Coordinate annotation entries

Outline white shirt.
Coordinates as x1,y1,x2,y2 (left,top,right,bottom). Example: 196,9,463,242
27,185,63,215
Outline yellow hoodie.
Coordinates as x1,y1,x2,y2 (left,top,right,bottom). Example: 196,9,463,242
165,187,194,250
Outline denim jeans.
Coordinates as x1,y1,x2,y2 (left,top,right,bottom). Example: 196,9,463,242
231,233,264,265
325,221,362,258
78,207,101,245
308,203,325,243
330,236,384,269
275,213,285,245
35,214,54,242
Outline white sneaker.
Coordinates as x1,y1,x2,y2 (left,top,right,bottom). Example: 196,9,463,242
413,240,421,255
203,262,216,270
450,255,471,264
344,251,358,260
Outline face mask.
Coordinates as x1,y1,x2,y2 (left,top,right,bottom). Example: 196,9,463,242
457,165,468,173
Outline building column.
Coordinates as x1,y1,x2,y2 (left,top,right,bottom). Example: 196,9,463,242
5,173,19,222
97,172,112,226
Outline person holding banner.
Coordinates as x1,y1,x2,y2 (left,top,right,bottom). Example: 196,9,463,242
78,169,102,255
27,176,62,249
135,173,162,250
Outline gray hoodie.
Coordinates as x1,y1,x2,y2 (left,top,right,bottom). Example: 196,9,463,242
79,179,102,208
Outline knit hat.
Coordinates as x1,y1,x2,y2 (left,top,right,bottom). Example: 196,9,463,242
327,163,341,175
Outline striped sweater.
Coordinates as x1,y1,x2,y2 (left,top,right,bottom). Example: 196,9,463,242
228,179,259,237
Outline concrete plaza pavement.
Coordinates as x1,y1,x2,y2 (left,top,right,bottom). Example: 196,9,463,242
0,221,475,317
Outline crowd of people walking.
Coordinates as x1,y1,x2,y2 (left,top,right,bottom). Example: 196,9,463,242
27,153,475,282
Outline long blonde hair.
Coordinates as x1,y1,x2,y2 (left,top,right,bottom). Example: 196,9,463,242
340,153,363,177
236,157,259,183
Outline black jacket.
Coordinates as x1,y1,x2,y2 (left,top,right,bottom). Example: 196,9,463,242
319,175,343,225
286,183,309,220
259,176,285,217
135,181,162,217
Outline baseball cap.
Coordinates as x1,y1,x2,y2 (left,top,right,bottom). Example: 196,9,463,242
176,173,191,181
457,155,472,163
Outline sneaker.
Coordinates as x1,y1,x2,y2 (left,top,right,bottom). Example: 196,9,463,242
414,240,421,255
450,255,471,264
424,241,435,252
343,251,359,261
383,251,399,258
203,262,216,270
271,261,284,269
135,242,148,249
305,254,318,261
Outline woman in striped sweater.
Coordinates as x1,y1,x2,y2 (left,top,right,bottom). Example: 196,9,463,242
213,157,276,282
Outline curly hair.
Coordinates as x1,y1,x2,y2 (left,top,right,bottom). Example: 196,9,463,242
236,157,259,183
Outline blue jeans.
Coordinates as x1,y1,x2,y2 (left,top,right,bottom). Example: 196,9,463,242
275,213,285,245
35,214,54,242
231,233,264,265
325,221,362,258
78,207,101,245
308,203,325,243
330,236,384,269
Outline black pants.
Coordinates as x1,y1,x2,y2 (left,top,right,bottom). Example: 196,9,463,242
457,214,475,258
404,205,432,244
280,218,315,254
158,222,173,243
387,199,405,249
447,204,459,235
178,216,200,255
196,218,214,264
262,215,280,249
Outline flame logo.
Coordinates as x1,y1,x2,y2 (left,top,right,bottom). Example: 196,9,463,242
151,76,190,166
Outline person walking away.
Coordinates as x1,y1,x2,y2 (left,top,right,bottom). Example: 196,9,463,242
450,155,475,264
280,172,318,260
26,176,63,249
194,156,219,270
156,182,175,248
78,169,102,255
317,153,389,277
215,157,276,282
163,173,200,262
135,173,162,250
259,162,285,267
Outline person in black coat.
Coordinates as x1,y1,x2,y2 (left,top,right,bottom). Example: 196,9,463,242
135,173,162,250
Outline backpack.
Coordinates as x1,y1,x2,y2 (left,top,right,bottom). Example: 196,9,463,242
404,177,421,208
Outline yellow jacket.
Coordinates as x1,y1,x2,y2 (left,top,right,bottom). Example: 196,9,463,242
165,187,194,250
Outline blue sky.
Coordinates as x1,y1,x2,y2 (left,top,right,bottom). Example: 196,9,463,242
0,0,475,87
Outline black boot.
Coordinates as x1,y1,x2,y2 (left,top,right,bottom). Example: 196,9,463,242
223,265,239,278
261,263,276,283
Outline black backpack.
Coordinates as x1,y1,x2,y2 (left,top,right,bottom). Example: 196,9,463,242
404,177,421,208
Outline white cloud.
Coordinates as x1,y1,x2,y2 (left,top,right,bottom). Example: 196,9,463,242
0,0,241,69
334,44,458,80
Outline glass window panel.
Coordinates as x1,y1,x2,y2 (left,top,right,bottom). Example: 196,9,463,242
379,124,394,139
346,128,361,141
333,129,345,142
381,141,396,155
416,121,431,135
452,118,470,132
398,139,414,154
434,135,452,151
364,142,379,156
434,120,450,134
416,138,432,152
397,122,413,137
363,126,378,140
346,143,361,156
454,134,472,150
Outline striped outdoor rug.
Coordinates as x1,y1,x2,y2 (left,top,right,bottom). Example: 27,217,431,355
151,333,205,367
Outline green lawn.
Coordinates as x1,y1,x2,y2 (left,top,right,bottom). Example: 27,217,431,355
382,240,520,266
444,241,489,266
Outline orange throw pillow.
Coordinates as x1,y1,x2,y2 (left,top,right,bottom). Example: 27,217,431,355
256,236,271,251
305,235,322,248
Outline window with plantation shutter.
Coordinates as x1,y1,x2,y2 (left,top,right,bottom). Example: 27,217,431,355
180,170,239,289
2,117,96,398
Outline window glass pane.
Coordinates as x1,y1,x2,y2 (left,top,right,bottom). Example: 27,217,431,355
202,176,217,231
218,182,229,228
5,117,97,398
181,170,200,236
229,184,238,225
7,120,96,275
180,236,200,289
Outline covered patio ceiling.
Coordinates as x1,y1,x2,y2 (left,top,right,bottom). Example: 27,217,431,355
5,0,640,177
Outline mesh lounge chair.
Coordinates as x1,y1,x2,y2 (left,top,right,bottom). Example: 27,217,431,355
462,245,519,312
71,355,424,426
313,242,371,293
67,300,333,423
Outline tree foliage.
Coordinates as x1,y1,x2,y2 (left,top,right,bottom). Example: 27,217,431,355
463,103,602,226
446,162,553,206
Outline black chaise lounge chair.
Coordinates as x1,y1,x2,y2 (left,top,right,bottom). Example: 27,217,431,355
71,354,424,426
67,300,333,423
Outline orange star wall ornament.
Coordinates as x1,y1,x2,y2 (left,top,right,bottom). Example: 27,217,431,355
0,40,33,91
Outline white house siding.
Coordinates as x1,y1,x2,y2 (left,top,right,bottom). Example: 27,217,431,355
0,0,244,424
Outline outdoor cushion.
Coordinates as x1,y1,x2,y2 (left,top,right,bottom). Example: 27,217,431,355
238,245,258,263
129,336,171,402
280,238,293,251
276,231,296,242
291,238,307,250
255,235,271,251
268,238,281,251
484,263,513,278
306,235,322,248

### Your objective
Render as a numbered list the lines from the one containing "Outline backpack." through the one containing "334,44,458,80", both included, omitting any blank lines.

### Complete answer
1. Outline backpack.
2. Coordinates as x1,y1,x2,y2 (left,top,right,bottom). Example: 196,9,463,242
3. 404,177,421,208
4. Outline yellow jacket.
5. Coordinates as x1,y1,x2,y2 (left,top,right,bottom). Example: 196,9,463,242
6. 165,187,194,250
7. Outline blue sky.
8. Coordinates as x1,y1,x2,y2 (left,top,right,bottom). Example: 196,9,463,242
9. 0,0,475,87
10. Outline black boot.
11. Coordinates as x1,y1,x2,y2 (left,top,right,bottom). Example: 196,9,463,242
12. 223,265,239,278
13. 261,263,276,283
14. Outline black backpack.
15. Coordinates as x1,y1,x2,y2 (left,top,right,bottom). Example: 196,9,463,242
16. 404,177,421,208
17. Outline white cloud.
18. Coordinates as x1,y1,x2,y2 (left,top,right,bottom). Example: 196,9,463,242
19. 0,0,241,69
20. 334,44,458,80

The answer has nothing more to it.